*TEXT SEGMENT*
** Start **
Python Object Types - Numbers, Strings, and None
In Python data takes the form of objects either built-in objects that Python provides, or objects we create using Python or external language tools such as X extension libraries. Because objects are the most fundamental notion in Python programming, we'll start with built-in object types.
Object Type | Example literals/creation |
---|---|
Numbers | 1234, 3.1415, 3+4j, Decimal, Fraction |
Strings | 'python', "Jupiter's", b'a\x01c' |
Lists | [1, [2, 'three'], 4] |
Dictionaries | {'Apple': 'iPhone', 'Google': 'Android'} |
Tuples | {1, 'php', 3, 'Y'} |
Files | myFile = open('java', 'r') |
Sets | set('xyz'), {'x', 'y', 'z'} |
Other core types | Booleans, types, None |
Program unit types | Functions, modules, classes |
Implementation related types | Compiled code, stack tracebacks |
There are no type declarations in Python. The syntax of the expressions we run determines the types of object we create and use. In Python, every value has a datatype, but we don't need to declare the datatype of variables. How does that work? Based on each variable's original assignment, Python figures out what type it is and keeps tracks of that internally.
Of course, there are more types than those in the table above. Everything is an object in Python, so there are types like module, function, class, method, file, and even compiled code.
Once we create an object, we bind its operation set for all time. We can perform only string operations on a string and list operations on a list. Python is dynamically typed, however, it is also strongly typed, i.e., we can perform on an object only operations that are valid for its type.
Everything in Python is an object, and everything can have attributes and methods. All functions have a built-in attribute __doc__, which returns the docstring defined in the function's source code. For example, sys module is an object which has an attribute called path, and so forth.
What is an object?
Different programming languages define object in different ways. In some, it means that all objects must have attributes and methods; in others, it means that all objects are subclassable. In Python, the definition is looser. Some objects have neither attributes nor methods, but they could. Not all objects are subclassable. But everything is an object in the sense that it can be assigned to a variable or passed as an argument to a function
You may have heard the term first-class object in other programming contexts. In Python, functions are first-class objects. You can pass a function as an argument to another function. Modules are first-class objects. You can pass an entire module as an argument to a function. Classes are first-class objects, and individual instances of a class are also first-class objects.
This is important, so I'm going to repeat it in case you missed it the first few times: everything in Python is an object. Strings are objects. Lists are objects. Functions are objects. Classes are objects. Class instances are objects. Even modules are objects.
This section on object is from "Dive into Python 3" by Mark Pilgrim.
** End **
*GIVEN ENTRIES*
** Start **
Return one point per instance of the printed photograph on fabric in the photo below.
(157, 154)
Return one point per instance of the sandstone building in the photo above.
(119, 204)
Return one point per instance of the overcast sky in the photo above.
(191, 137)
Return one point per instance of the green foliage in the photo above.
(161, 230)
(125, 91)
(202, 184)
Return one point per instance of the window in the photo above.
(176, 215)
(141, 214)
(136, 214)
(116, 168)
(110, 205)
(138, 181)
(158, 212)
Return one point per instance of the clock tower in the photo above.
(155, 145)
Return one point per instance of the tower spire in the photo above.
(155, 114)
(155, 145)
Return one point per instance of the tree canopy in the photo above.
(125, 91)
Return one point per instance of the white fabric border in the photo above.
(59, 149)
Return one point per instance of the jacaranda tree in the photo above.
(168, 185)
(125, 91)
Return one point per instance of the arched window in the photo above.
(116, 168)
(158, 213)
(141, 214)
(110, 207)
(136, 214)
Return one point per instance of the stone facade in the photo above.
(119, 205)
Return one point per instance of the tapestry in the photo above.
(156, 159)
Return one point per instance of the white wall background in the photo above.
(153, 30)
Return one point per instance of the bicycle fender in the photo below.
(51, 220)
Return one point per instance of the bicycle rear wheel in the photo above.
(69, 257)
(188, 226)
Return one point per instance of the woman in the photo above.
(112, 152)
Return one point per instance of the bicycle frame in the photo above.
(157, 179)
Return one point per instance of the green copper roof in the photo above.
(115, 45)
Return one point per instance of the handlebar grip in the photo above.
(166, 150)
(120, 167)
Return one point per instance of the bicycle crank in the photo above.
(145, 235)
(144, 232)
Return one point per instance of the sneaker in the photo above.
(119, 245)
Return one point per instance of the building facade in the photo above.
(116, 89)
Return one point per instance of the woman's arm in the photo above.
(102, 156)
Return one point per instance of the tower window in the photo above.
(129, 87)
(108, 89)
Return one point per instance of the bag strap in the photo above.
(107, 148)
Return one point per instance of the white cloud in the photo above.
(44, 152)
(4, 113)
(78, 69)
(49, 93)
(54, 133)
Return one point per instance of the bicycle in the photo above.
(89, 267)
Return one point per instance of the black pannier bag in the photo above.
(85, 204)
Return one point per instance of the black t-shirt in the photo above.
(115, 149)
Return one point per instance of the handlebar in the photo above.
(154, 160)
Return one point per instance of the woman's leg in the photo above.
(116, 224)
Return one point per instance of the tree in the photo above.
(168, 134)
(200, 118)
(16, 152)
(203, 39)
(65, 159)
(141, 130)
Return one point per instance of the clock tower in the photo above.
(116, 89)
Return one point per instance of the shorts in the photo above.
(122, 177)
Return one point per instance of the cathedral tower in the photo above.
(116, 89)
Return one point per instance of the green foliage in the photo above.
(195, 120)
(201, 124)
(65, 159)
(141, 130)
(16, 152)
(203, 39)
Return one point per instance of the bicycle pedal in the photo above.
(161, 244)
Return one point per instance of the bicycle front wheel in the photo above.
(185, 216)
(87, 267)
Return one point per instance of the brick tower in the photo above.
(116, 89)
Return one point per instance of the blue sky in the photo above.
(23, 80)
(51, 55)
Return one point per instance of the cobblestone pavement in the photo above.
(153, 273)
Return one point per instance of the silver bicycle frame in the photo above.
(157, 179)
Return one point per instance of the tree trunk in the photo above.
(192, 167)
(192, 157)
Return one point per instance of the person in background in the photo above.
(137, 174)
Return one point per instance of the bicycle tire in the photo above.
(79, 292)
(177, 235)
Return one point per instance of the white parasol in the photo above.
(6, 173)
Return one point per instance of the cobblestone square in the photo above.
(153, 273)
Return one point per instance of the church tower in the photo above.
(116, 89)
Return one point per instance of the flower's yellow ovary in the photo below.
** End **
** Start **
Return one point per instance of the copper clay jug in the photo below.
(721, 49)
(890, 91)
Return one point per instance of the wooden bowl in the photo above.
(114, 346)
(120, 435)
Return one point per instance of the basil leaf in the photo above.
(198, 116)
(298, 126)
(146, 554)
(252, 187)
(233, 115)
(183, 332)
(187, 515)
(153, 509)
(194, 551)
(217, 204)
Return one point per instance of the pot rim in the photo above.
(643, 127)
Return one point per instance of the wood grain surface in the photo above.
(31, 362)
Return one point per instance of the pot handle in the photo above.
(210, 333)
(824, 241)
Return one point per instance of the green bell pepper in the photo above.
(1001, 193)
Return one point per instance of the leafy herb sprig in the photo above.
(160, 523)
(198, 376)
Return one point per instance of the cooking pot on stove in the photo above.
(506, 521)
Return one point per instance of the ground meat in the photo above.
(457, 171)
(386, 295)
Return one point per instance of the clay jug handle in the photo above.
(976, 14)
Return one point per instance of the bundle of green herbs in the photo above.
** End **
** Start **
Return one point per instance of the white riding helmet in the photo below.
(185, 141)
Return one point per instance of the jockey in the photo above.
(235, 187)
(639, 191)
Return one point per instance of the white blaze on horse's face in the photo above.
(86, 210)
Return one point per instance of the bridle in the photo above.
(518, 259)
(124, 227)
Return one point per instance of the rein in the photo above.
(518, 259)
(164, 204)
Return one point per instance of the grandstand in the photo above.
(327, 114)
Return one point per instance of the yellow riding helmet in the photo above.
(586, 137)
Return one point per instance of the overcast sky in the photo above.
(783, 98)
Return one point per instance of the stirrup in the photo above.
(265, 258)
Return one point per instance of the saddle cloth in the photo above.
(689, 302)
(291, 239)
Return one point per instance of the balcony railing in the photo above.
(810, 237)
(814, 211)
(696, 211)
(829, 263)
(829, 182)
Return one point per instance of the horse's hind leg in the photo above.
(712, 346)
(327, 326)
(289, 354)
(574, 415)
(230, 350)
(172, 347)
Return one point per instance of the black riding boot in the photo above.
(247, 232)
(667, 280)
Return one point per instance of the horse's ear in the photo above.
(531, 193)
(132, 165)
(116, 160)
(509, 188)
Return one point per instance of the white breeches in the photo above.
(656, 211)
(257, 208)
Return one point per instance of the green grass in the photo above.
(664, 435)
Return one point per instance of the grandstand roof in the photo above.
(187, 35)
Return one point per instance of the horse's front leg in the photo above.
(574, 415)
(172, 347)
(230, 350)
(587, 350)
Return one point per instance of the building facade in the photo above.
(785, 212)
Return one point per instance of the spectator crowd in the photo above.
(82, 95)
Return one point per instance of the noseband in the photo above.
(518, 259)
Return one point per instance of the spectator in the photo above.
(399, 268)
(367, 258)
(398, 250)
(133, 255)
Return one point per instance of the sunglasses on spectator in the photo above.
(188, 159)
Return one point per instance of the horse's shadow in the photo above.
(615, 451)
** End **
*INSTRUCTION 1*
From the text on Python object types, reproduce everything from "Different programming languages" down to "also first-class objects." without any alteration.
*INSTRUCTION 2*
According to the paragraph on first-class objects in the text on Python object types, what things in Python are first-class objects? List each one.
*INSTRUCTION 3*
Render this sentence from the text on Python object types in Spanish: "Once we create an object, we bind its operation set for all time."

*ANSWER 1*
Different programming languages define object in different ways. In some, it means that all objects must have attributes and methods; in others, it means that all objects are subclassable. In Python, the definition is looser. Some objects have neither attributes nor methods, but they could. Not all objects are subclassable. But everything is an object in the sense that it can be assigned to a variable or passed as an argument to a function
You may have heard the term first-class object in other programming contexts. In Python, functions are first-class objects. You can pass a function as an argument to another function. Modules are first-class objects. You can pass an entire module as an argument to a function. Classes are first-class objects, and individual instances of a class are also first-class objects.

*ANSWER 2*
- Functions
- Modules
- Classes
- Individual instances of a class

*ANSWER 3*
Una vez que creamos un objeto, vinculamos su conjunto de operaciones para siempre.